:: MATERIAL ::

--- START ---

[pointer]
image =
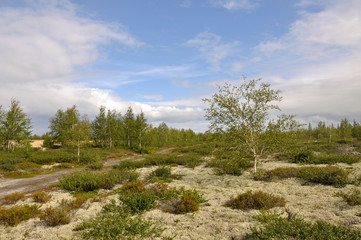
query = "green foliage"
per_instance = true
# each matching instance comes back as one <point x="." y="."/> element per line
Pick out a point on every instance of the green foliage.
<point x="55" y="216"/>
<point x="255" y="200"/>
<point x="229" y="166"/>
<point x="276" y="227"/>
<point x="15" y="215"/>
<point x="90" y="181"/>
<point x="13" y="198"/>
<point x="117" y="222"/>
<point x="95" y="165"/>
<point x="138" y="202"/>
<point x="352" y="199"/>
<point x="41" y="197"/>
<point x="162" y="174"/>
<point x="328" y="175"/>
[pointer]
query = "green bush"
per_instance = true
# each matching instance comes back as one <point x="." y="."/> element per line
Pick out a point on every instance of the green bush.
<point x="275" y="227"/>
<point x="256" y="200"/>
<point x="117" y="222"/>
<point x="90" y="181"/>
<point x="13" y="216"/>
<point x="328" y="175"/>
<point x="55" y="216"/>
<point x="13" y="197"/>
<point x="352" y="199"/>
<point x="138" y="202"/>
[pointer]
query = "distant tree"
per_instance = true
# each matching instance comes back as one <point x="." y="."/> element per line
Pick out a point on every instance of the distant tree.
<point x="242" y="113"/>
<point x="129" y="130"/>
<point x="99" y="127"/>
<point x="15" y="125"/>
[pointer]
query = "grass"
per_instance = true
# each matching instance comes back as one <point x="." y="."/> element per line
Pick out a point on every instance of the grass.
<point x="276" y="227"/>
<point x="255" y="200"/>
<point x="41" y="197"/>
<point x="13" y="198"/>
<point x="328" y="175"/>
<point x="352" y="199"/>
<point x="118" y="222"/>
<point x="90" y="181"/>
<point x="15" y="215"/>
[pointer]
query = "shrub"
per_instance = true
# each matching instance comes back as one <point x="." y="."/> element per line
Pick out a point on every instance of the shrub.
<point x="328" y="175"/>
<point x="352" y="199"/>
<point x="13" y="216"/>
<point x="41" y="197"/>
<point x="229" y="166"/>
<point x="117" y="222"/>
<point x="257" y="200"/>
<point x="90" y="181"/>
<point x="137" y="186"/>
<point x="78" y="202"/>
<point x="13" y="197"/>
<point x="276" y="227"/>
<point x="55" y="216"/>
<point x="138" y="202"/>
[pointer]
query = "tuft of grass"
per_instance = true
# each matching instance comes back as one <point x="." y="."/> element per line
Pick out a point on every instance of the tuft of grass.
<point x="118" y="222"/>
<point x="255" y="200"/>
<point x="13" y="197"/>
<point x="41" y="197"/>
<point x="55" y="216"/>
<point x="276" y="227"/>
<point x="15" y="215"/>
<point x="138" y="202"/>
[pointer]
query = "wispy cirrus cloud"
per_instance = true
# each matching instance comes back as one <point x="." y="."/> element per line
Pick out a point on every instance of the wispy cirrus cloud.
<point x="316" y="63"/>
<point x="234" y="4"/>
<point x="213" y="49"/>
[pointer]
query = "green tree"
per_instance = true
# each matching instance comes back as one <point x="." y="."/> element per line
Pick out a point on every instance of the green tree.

--- END ---

:: WHAT THIS TASK INVOLVES ::
Please find each line above that contains the word "shrub" and copy it out in full.

:: RESULT BELOW ::
query = "shrub"
Pick out a point on every instance of the shrub.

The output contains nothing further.